**Set exercise A:**
Please copy the rows below exactly, line for line, and leave the pictures out.

The hall lantern control 68 includes a serial hall lantern riser 80, hall lantern means at each floor, such as lamps and a gong, and a hall lantern controller at each floor. For example, the lowest or first floor includes hall lantern means 81 and a hall lantern controller 88. The hall lantern means 81 may include an up direction hall lamp 82, such as an incandescent bulb, or other suitable source of visible electromagnetic radiation, which may illuminate an up direction arrow 84, and a gong 86, or other suitable audible indicator. The top floor includes hall lantern means 89 and a hall lantern controller 96. The hall lantern means 89 may include a down direction lamp 90 which illuminates a down direction arrow 92 and a gong 94. The second floor, and other intermediate floors, may include hall lantern means 97 and a hall lantern controller 108. The hall lantern means 97 may include up and down direction lamps 98 and 100, respectively, which illuminate up and down direction arrows 102 and 104, respectively, and a gong 106.
Each hall lantern controller controls the energization of the hall lantern lamps at its associated floor. For example a common source 110 of electrical potential, such as an AC source, and a solid state switch for each lamp and gong, may be used, such as switches 112 and 113 for the first floor, switches 114 and 115 for the top floor, and switches 116, 117 and 118 for the second floor. Switches 116 and 118, for example, may respectively connect lamps 98 and 100 across source 110, while switch 117 may connect gong 106 across source 110. The solid state switches may be triacs. A triac triggers or turns on when gate drive current is applied to its gate electrode, and it turns off at the first voltage zero crossing following removal of gate drive. The gate electrodes of the switches are controlled by a microcomputer which is part of the associated hall lantern controller, with the hall lantern controller providing gate drive current from an output port of the microcomputer when a lamp should be energized, and removing gate drive current when the lamp should be deenergized.

**Data rows:**

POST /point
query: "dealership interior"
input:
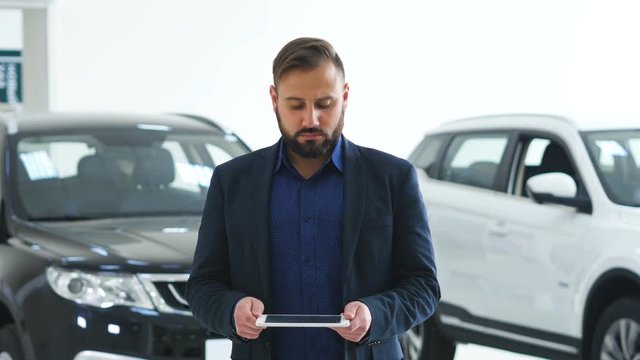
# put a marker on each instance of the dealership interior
(114, 115)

**Set exercise B:**
In the hall lantern text, when does a triac turn off?

**Complete answer A:**
POST /point
query: "dealership interior"
input:
# put a marker on each instance of the dealership interior
(114, 115)

**Complete answer B:**
A triac turns off at the first voltage zero crossing following removal of gate drive.